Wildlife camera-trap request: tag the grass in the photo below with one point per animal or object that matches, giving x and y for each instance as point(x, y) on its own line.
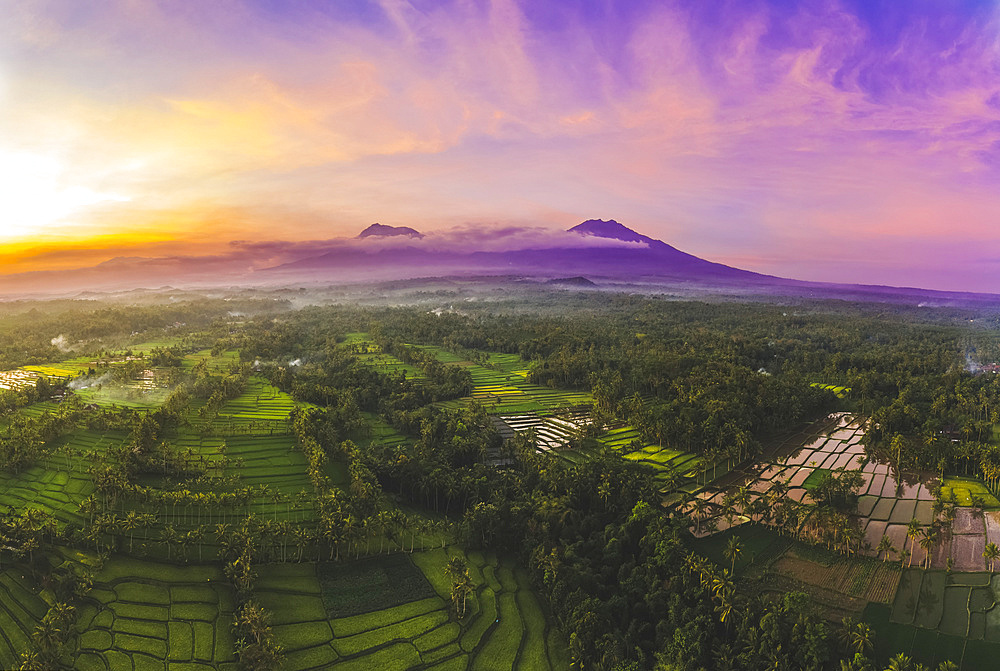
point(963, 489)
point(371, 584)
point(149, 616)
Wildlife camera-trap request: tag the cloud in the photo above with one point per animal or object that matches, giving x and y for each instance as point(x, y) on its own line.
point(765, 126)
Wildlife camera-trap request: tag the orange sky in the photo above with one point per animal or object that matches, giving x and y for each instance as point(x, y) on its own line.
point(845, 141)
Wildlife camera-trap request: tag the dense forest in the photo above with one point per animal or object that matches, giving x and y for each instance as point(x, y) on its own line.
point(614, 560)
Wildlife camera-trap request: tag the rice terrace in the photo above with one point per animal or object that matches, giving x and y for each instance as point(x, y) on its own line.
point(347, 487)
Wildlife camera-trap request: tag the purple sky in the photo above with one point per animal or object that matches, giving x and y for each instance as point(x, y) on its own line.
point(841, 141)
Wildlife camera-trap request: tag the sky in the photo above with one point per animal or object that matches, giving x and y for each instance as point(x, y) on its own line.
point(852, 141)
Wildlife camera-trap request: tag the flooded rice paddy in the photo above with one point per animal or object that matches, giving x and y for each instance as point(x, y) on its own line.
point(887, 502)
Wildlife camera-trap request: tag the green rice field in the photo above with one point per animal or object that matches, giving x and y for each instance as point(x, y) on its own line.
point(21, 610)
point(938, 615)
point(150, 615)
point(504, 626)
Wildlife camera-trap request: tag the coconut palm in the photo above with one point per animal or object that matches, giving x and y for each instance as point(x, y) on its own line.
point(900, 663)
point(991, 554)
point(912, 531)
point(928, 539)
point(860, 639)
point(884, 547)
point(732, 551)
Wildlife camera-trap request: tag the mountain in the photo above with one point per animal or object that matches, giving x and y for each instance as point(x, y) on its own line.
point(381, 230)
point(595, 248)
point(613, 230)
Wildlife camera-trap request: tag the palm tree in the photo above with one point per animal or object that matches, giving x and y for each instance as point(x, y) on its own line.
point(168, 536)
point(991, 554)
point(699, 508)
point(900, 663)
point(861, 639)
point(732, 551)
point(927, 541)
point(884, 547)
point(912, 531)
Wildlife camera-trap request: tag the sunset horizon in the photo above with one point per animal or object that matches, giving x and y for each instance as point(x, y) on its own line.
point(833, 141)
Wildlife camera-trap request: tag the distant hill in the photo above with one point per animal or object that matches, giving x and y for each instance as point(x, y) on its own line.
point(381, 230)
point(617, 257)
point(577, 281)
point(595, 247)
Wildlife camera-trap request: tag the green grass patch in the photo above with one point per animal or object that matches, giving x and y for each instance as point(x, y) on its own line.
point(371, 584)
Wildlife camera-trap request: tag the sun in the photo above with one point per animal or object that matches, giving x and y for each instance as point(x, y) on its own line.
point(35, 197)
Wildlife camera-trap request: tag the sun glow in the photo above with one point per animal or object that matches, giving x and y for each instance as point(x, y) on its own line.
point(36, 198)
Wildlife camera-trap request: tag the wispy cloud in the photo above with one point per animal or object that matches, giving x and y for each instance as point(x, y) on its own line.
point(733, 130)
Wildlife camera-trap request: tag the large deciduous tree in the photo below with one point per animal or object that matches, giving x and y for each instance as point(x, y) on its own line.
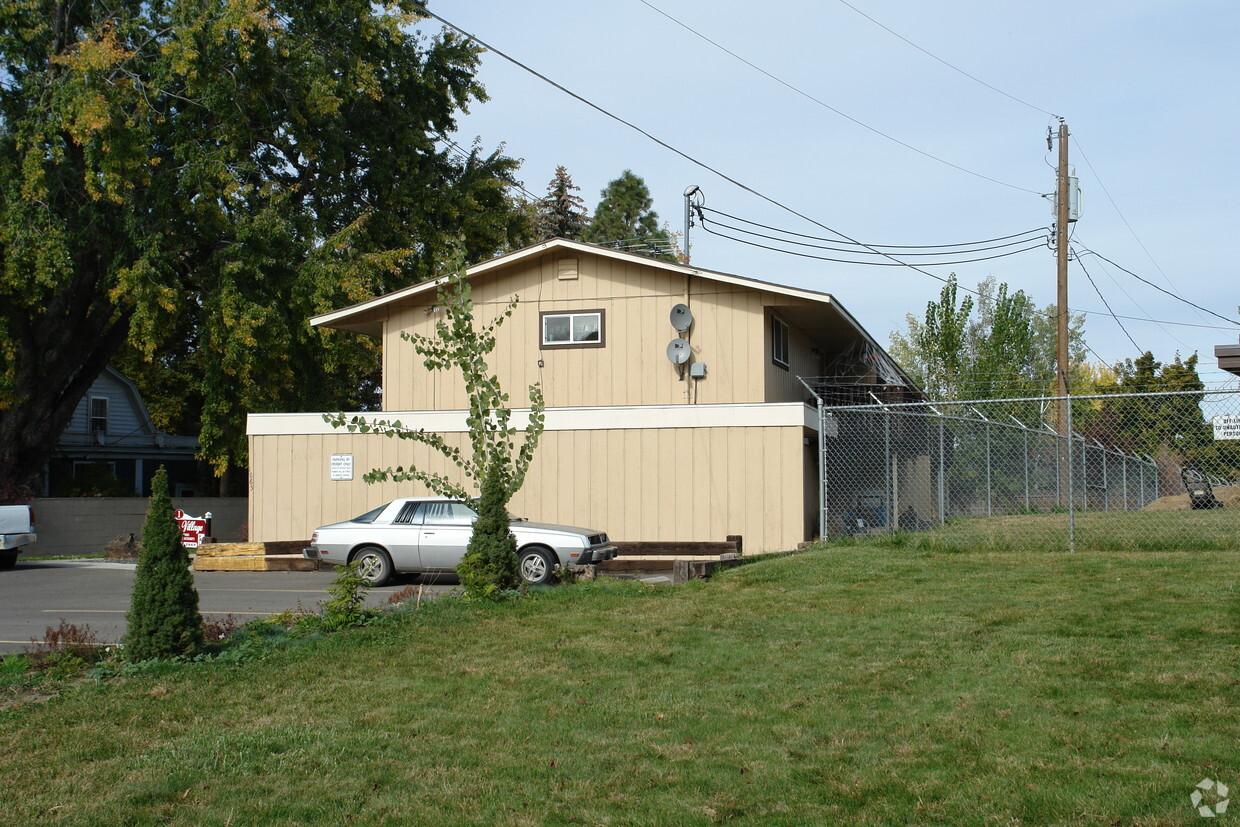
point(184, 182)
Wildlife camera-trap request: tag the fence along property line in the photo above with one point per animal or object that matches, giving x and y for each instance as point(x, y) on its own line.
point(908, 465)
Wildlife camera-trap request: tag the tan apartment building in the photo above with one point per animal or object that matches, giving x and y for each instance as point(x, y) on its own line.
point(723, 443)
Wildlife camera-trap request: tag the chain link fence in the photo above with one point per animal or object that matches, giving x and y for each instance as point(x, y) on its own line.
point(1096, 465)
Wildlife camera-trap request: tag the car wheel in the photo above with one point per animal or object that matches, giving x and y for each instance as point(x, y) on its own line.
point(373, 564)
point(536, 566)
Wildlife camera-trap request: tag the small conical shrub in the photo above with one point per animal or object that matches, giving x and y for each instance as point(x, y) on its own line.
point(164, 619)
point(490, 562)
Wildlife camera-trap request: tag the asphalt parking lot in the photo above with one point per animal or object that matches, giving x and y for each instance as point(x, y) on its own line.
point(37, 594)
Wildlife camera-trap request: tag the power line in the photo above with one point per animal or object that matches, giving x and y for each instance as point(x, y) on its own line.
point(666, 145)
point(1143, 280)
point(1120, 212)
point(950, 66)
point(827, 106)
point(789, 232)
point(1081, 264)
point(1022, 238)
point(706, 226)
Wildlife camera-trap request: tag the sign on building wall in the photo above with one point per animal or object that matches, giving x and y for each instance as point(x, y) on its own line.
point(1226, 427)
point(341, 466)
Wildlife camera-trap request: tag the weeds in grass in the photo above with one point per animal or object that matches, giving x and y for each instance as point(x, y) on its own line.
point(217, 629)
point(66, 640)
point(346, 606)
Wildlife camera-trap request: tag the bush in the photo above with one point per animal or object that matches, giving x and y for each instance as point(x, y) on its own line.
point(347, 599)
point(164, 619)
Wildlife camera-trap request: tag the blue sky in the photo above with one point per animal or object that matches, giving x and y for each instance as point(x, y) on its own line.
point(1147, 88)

==

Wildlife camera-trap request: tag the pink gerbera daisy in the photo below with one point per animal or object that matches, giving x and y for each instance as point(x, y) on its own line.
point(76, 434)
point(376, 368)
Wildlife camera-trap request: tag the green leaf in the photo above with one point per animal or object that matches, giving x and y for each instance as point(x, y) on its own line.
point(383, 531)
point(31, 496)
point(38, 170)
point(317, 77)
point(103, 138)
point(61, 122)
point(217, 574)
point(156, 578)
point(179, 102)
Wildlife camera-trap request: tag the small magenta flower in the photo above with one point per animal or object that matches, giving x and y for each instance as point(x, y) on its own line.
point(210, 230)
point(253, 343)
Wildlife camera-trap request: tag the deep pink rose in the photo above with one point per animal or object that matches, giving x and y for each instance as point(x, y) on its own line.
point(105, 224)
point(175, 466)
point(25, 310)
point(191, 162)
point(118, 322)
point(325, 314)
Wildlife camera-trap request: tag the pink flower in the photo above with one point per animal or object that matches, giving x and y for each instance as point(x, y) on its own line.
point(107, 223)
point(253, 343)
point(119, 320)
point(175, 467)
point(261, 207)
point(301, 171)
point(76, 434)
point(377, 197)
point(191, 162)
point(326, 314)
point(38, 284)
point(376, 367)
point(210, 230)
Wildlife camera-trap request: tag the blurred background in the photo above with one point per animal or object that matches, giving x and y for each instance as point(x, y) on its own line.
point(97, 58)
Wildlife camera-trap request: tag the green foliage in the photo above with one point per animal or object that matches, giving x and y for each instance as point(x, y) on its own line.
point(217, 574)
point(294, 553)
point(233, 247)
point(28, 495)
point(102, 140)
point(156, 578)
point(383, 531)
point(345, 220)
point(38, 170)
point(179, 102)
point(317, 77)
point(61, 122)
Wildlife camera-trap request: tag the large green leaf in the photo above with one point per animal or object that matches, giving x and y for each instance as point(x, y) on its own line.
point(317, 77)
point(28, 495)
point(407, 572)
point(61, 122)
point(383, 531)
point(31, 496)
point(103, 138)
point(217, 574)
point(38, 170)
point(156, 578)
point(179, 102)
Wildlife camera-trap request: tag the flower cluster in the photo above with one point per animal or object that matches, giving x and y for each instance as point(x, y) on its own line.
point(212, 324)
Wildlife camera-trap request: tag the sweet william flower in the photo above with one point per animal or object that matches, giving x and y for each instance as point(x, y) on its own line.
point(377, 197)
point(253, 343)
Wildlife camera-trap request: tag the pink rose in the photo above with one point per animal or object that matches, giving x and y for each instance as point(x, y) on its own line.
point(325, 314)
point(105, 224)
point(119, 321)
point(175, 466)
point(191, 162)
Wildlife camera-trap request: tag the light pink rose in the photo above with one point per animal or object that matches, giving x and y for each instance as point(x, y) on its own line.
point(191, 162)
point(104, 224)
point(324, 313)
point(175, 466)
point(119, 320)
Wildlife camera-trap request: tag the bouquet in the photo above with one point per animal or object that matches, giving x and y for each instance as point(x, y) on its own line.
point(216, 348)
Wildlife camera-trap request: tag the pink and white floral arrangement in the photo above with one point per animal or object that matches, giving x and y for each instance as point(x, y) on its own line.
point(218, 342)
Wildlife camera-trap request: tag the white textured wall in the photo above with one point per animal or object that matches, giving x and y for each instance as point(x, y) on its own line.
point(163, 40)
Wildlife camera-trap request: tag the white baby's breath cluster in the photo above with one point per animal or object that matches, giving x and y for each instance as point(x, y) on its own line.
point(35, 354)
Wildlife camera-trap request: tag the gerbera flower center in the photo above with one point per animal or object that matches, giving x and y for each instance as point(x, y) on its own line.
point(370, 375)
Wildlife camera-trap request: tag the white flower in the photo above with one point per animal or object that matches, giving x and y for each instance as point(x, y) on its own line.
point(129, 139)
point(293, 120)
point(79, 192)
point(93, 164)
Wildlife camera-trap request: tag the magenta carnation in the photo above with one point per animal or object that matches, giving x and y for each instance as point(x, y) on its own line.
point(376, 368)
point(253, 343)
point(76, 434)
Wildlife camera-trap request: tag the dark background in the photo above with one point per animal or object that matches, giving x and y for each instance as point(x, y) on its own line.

--- Exercise requirements ---
Your answer should consist only of the lines above between the line holding "Wildlife camera-trap request: tag the white flower" and the line holding "Wildlife camera-trap request: tag the dark", inclusive, each transcribed exactly.

--- Answer ---
Wildlife camera-trap request: tag the white flower in the photo above with one point per animal or object that matches, giving x and y for each instance as point(x, y) on its own line.
point(129, 139)
point(293, 120)
point(79, 192)
point(93, 164)
Wildlife camera-trap request: tag the magenta carnation in the photo above with one point per animal or object that matches, giving x and y for each instance as point(x, y) on its own line.
point(376, 368)
point(253, 343)
point(76, 434)
Wildlife camera-trap request: tag the dark background in the photo above with one point per animal or object that matches, giving x and y for each instance as point(x, y) on its own line.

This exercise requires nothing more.